## Excerto selecionado
>>>>>
A única vantagem de estarmos perante um segundo confinamento é o que aprendemos com o anterior. E uma das coisas que aprendemos é que o encerramento das escolas tem custos que perdurarão no tempo. Já me cansei de o escrever aqui e o meu colega de página, Luís Aguiar-Conraria, tem sido dos mais insistentes de todos os colunistas neste tema: as perdas na aprendizagem são profundas, demoram muito mais tempo a recuperar do que o tempo em que a escola está encerrada e, talvez o mais relevante, têm efeitos muitíssimo diferenciados entre alunos de famílias pobres e ricas. Os efeitos são determinantes numa sociedade tão desigual como a portuguesa.

Os alunos não têm as mesmas condições em casa. O mesmo espaço para estudar, a mesma ligação à Internet, computadores, quarto só para si. Nem sequer têm todos pequeno-almoço, para quem não saiba em que país vive. Mas, para o fosso que se cava, o mais importante nem é isso. É o capital cultural dos pais – dizem os estudos que o mais importante é o das mães. Uma criança ou adolescente que, estando em casa, é ajudada por pais que conseguem acompanhar o estudo, perde apenas um pouco do que o ensino presencial lhe dava. Uma criança ou adolescente que não tem isso perde quase tudo. Esta é, aliás, uma das razões porque sempre me opus aos trabalhos de casa – mas esse é outro debate ainda mais complicado. Fechar os alunos em casa é fechá-los na sua condição social. E substituir o elevador social, no pouco que a escola contribui para ele, por uma escada de incêndio.
<<<<<
## Registos fornecidos
>>>>>
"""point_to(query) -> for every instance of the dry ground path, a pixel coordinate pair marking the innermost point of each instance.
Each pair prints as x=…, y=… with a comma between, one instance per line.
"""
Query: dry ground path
<<<<<
>>>>>
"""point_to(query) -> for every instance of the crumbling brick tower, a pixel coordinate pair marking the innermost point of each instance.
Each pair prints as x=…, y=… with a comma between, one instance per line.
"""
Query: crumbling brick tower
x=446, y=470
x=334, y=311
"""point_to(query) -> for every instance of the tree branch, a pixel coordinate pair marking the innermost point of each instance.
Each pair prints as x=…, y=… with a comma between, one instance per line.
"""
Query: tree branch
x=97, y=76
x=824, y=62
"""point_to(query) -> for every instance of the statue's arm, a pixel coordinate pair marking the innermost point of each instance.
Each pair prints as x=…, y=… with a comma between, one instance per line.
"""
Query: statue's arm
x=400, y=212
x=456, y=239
<<<<<
>>>>>
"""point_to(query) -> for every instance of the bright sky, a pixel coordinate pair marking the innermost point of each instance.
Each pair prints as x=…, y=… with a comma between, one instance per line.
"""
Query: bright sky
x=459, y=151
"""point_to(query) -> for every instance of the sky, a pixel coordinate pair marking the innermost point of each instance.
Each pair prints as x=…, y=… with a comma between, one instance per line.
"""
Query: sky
<<<<<
## Requisitos das tarefas
**1.** No texto sobre o encerramento das escolas, de quem é o capital cultural que os estudos apontam como o mais importante?
**2.** Retome o texto sobre o encerramento das escolas a partir do ponto em que termina.

## Respostas às tarefas
**1.** O das mães.

**2.**
Dirão: é só um mês e meio. Já foi um mês e meio no ano passado. Na realidade, juntando os dois confinamentos, seriam dois períodos destruídos. É muito. Para quem esteja no início da sua vida escolar, é determinante. E não vale a pena fazer comparações com países mais ricos e igualitários. O impacto não é o mesmo. A desigualdade não é a mesma. Mesmo que muitas pessoas, mas privilegiadas, teimem em ignorá-lo.

Mas fechar a escola também é fechar o maior radar para casos de violência, abuso, negligência e sofrimento extremo. Não só sobre menores, mas das suas famílias. É na escola, através do comportamento de crianças e jovens, que muitas vezes são detetados os problemas sociais e familiares graves. No anterior confinamento essas famílias ficaram isoladas do exterior. Sobre tudo isto, proponho que oiçam a entrevista que fiz, em abril do ano passado, com Ariana Cosme, doutorada em Ciências da Educação e professora na Faculdade de Psicologia do Porto, que trabalha em permanência com escolas TEIP e conhece, no terreno, as vítimas mais imediatas do primeiro confinamento.

Fechar as escolas é deixar para trás a escola pública, com menos condições do que as privadas para lidar com o ensino à distância. O efeito seria o que alguns até desejariam: a fuga para os colégios de alunos da classe média que ainda o pode fazer. Depois, lá viria o discurso que já se faz para o SNS: já que isto está tão mal, mais vale o Estado pagar aos privados para tratar do assunto. Ficando o público com as populações mais marginalizadas, em escolas de gueto. Essas, para quem o ensino à distância é uma miragem, o ensino privado nunca desejará.

Por fim, fechar as escolas é tornar o teletrabalho numa tortura. Mais uma vez, não será igual para todos. As famílias com casas maiores e vários computadores lá se safam. As outras voltam a viver um calvário que as esgota, com várias pessoas enfiadas na mesma sala, dificilmente com computadores suficientes para isso e sem tempo nem condições para estudar e trabalhar.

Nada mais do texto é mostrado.